__Directions__
List all the lines in these records that hold "path".

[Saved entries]
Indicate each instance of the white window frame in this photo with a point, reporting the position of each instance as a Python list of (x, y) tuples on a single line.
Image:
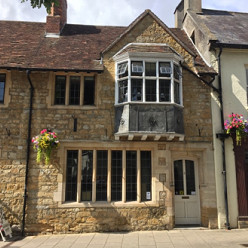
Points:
[(94, 171), (129, 60)]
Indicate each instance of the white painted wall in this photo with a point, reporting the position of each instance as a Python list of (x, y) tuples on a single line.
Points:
[(233, 62)]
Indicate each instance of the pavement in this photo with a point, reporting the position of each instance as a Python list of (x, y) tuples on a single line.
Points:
[(176, 238)]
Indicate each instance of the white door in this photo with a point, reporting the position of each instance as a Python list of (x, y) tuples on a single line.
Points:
[(187, 203)]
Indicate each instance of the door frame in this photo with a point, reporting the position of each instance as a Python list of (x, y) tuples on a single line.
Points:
[(197, 186)]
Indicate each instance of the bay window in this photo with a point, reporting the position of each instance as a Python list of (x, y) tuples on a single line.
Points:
[(148, 81)]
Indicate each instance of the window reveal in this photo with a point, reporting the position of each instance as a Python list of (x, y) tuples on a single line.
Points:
[(71, 176), (89, 90), (131, 172), (60, 85), (74, 98), (85, 185), (87, 169), (2, 87), (101, 175), (149, 82), (116, 176)]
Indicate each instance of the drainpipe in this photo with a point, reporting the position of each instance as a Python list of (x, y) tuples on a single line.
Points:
[(222, 137), (28, 150)]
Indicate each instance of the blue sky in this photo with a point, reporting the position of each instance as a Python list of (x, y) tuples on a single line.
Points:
[(110, 12)]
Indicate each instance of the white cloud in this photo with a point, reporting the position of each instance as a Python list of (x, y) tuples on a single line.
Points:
[(109, 12)]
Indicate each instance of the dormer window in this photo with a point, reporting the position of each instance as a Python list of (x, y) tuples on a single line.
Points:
[(150, 81)]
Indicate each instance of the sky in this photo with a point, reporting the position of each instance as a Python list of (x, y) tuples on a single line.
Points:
[(110, 12)]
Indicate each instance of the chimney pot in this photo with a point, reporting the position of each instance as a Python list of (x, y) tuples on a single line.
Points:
[(57, 19)]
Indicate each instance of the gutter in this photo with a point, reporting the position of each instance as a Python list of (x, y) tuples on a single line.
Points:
[(222, 137), (203, 80), (28, 151), (50, 69)]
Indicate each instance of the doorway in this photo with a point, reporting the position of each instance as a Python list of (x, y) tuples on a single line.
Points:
[(187, 200)]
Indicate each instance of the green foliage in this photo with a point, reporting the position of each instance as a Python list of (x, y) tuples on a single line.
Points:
[(46, 3)]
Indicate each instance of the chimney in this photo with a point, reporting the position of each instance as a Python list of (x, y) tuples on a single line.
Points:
[(57, 19), (193, 5), (183, 7)]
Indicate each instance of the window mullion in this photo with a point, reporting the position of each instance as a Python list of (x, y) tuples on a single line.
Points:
[(157, 81), (79, 177), (138, 177), (109, 177), (129, 81), (143, 83), (172, 83), (124, 174), (94, 177), (67, 87), (81, 90)]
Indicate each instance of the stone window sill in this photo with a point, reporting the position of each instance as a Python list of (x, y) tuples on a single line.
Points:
[(106, 204)]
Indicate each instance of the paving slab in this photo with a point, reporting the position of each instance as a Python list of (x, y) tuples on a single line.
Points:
[(177, 238)]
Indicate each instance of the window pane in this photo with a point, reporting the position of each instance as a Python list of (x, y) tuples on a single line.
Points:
[(116, 176), (178, 177), (60, 83), (131, 174), (146, 192), (74, 98), (122, 70), (137, 68), (123, 97), (2, 87), (86, 183), (151, 90), (89, 90), (101, 175), (176, 72), (71, 176), (136, 89), (176, 93), (190, 177), (164, 90), (150, 69), (247, 84), (165, 69)]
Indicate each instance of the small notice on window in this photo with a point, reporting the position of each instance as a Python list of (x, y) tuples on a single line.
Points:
[(148, 195)]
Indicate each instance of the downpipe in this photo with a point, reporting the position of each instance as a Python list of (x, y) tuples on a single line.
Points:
[(28, 151)]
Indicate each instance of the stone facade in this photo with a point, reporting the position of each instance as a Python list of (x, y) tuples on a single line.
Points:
[(46, 211)]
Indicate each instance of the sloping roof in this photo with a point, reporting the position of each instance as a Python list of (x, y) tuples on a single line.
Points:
[(227, 28), (147, 48), (138, 19), (23, 45)]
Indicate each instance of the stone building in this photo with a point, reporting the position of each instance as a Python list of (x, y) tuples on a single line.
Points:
[(219, 36), (132, 109)]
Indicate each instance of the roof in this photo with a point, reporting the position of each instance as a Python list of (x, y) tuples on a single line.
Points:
[(147, 48), (225, 27), (23, 45), (79, 47)]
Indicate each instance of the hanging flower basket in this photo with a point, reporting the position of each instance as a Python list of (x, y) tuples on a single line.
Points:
[(237, 126), (44, 143)]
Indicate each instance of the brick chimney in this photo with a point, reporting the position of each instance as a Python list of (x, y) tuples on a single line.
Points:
[(193, 5), (57, 19), (183, 7)]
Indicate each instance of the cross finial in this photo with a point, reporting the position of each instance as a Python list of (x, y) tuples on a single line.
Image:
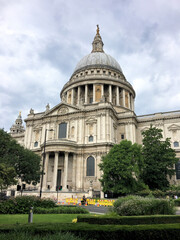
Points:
[(98, 29)]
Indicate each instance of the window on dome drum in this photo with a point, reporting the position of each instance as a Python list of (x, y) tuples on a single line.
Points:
[(90, 166), (177, 167), (176, 144), (90, 100), (62, 130), (91, 138)]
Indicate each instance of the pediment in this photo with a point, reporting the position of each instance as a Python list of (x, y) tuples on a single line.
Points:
[(173, 127), (91, 120), (61, 109), (37, 127)]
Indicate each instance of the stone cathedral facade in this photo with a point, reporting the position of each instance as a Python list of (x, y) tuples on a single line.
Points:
[(96, 111)]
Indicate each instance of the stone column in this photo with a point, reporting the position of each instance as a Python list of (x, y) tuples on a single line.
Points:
[(117, 95), (129, 106), (65, 172), (79, 92), (74, 173), (55, 171), (46, 171), (132, 103), (72, 96), (94, 93), (124, 98), (110, 93), (86, 93), (102, 90)]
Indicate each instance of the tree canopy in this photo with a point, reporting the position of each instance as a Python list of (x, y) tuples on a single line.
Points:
[(121, 168), (159, 159), (25, 162), (7, 176)]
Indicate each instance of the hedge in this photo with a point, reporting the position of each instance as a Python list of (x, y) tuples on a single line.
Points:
[(61, 209), (136, 205), (21, 205), (130, 220), (97, 232), (177, 202)]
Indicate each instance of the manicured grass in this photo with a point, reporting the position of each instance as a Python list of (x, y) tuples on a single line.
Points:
[(37, 218)]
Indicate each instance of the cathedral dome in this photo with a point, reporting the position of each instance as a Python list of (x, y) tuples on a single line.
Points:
[(98, 59)]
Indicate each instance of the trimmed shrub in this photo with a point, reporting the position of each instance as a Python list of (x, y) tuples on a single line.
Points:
[(25, 235), (93, 231), (22, 204), (135, 205), (61, 209), (130, 220)]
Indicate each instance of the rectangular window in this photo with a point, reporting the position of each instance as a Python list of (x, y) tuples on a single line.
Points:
[(178, 170), (62, 130)]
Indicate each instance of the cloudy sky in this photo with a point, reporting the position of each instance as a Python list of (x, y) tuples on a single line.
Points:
[(41, 41)]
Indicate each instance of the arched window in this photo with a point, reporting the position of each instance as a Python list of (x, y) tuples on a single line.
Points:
[(62, 130), (177, 170), (90, 166), (91, 138), (176, 144)]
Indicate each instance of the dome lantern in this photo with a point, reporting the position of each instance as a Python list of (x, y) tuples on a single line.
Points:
[(97, 43)]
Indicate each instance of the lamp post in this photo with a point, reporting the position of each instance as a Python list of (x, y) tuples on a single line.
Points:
[(44, 155)]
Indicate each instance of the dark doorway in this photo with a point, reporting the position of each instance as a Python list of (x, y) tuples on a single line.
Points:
[(59, 179)]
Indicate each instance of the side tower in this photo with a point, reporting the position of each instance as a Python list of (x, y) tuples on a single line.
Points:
[(17, 130)]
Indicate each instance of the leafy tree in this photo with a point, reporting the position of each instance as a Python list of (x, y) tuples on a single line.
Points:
[(159, 159), (121, 168), (7, 176), (25, 162)]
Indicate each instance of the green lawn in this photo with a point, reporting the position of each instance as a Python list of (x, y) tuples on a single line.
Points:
[(37, 218)]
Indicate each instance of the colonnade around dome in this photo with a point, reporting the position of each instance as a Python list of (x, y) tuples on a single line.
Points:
[(97, 92)]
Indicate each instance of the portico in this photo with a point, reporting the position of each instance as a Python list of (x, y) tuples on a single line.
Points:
[(60, 171)]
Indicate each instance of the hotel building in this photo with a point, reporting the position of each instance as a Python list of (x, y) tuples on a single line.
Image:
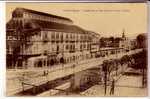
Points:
[(37, 39)]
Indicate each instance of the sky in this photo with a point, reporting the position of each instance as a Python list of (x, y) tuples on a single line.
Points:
[(107, 19)]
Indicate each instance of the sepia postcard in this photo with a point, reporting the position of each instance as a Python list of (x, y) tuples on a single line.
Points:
[(76, 49)]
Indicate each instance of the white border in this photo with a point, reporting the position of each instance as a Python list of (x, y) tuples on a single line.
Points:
[(3, 59), (2, 49)]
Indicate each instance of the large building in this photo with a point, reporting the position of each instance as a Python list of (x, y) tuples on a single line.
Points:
[(36, 39)]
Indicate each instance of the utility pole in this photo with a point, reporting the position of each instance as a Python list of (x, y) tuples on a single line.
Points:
[(105, 63)]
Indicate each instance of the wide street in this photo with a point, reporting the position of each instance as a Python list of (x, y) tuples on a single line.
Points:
[(34, 76), (125, 86)]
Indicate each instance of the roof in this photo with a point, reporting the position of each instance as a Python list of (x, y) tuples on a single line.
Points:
[(40, 13), (33, 24)]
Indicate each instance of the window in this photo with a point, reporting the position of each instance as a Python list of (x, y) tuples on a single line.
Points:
[(67, 46), (53, 35), (57, 35)]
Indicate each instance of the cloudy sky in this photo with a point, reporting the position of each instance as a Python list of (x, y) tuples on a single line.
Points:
[(108, 19)]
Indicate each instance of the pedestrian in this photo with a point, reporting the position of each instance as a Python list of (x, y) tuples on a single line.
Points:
[(112, 89)]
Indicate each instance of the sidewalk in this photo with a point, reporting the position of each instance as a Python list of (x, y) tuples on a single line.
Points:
[(35, 75), (125, 86)]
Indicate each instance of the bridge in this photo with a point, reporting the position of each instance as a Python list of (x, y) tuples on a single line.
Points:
[(19, 80)]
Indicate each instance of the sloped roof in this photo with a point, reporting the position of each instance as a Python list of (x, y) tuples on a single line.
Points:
[(33, 24), (20, 10)]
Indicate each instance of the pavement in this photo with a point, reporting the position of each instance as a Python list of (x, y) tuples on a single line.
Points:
[(125, 86), (34, 76)]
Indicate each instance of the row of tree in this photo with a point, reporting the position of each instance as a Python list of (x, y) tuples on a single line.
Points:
[(136, 61)]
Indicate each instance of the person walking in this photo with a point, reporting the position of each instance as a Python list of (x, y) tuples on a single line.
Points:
[(112, 89)]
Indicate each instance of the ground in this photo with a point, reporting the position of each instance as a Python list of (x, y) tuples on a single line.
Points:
[(125, 86)]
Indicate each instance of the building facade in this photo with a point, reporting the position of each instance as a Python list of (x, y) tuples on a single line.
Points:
[(37, 39)]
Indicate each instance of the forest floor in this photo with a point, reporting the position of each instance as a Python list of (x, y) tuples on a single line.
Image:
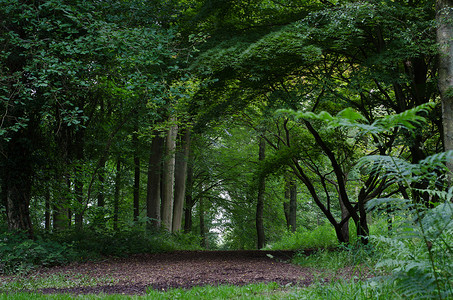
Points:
[(185, 269)]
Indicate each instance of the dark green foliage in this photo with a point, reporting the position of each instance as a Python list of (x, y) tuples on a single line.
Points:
[(20, 254), (90, 244)]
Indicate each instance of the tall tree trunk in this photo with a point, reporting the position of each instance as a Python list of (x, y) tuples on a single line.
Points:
[(78, 184), (169, 178), (17, 181), (189, 200), (180, 180), (204, 240), (344, 215), (47, 209), (116, 197), (154, 183), (260, 200), (444, 18), (101, 177), (136, 191), (290, 206), (61, 213), (79, 198)]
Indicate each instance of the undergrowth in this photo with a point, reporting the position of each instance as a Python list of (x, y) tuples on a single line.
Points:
[(19, 254)]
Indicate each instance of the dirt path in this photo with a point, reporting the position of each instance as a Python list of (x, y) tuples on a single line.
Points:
[(135, 274)]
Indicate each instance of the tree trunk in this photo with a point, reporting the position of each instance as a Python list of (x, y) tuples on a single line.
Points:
[(61, 214), (345, 227), (154, 183), (293, 205), (47, 210), (17, 182), (260, 200), (180, 180), (78, 183), (290, 206), (204, 241), (189, 200), (444, 18), (136, 189), (169, 178), (79, 198), (116, 197)]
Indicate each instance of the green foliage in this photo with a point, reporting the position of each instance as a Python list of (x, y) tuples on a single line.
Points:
[(420, 256), (19, 254), (95, 243), (320, 237), (358, 256), (354, 289)]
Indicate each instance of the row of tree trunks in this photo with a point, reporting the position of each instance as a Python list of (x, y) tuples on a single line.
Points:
[(180, 181), (167, 175)]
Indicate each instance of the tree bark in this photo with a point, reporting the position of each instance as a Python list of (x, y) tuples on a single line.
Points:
[(260, 201), (444, 17), (47, 210), (116, 197), (189, 200), (136, 189), (169, 178), (180, 181), (154, 183), (292, 205), (344, 215), (204, 240)]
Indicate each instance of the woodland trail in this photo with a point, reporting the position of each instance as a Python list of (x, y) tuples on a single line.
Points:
[(185, 269)]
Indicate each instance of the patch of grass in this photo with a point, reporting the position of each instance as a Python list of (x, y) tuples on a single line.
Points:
[(339, 258), (321, 237), (354, 290), (58, 280), (251, 291)]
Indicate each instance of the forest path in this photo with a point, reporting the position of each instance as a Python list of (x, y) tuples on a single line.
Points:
[(185, 269)]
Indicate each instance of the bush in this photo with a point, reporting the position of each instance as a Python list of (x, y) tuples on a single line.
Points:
[(321, 237), (18, 253)]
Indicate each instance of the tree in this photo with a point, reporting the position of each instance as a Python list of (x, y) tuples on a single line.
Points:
[(260, 199), (445, 39)]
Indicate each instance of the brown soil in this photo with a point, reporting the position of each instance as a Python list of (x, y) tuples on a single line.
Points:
[(183, 269)]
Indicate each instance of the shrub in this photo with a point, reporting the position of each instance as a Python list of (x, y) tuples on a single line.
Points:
[(321, 237), (18, 253)]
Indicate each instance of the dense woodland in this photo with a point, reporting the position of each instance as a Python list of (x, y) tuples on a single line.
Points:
[(230, 123)]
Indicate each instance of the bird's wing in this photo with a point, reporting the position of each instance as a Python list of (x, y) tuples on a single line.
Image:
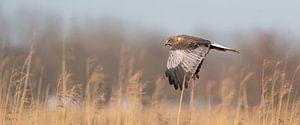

__Task output__
Indicate each instance of the dirt path in this photo with a point, reporting the position of each instance as a Python list of (x, y) tuples on a single line.
Indicate each instance of the forest path in this photo with a point, reporting the position of each instance as a Python list of (x, y) tuples on a single line.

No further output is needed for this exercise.